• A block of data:

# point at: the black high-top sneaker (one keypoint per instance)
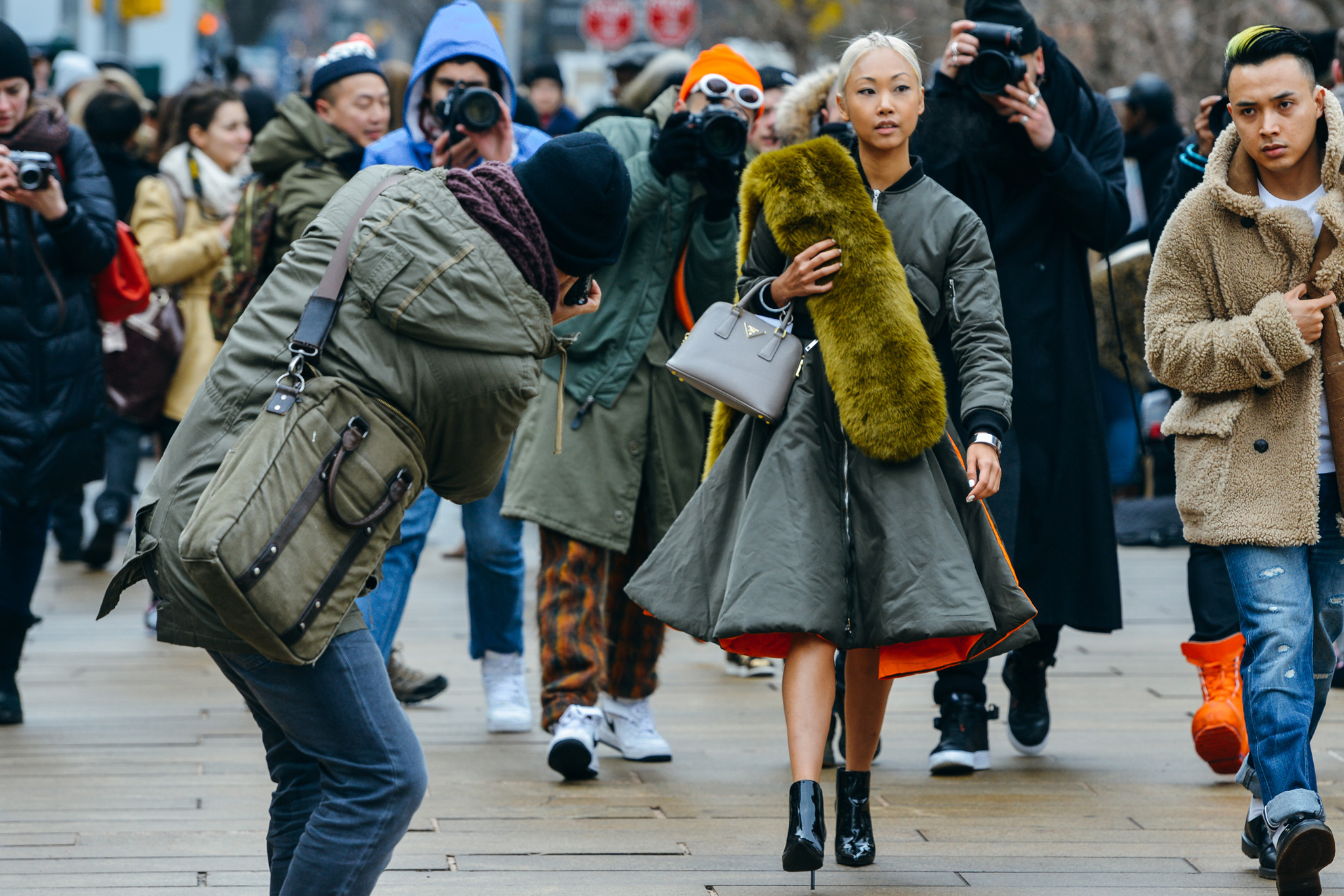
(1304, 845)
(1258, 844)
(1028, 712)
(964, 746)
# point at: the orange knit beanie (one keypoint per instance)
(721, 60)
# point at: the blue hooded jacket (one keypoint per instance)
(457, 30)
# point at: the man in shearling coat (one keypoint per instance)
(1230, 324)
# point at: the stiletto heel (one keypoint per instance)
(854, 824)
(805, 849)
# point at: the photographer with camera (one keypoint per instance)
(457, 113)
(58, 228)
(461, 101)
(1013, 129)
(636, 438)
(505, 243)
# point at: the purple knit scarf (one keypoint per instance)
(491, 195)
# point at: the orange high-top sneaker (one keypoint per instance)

--

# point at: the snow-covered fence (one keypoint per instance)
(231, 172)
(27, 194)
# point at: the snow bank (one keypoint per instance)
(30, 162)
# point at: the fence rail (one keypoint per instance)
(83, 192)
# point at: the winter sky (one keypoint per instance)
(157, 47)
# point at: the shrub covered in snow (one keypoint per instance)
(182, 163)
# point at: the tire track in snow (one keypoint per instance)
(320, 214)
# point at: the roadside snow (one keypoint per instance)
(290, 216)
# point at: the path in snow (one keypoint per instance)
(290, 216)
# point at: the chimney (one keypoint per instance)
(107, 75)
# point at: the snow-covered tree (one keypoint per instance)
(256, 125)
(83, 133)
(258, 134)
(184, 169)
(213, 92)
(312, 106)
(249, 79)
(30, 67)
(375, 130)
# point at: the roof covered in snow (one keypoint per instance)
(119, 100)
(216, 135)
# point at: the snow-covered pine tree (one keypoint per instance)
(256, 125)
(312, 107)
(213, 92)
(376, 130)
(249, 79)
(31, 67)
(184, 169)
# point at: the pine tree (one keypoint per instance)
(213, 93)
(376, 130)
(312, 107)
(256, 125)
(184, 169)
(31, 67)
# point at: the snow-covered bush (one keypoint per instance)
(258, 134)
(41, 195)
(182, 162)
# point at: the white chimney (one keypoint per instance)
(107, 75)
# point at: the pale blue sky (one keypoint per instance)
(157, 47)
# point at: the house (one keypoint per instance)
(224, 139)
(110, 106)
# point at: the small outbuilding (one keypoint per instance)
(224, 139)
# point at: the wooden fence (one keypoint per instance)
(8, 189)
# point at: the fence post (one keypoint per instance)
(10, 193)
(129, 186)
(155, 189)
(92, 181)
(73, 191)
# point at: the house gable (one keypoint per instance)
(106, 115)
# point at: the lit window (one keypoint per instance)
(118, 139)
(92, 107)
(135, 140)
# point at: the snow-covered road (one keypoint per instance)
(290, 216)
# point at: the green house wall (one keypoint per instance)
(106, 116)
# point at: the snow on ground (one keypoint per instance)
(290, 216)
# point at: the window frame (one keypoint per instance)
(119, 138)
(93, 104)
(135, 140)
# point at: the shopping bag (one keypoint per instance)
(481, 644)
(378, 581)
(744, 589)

• What the exercise asks:
Return every line in the block of data above that contains the word "sneaker", copying each one in full.

• Correct output:
# point at: the black high-top sneaker (one keypoint per instance)
# point at: the orange high-top sneaker (one keypoint per instance)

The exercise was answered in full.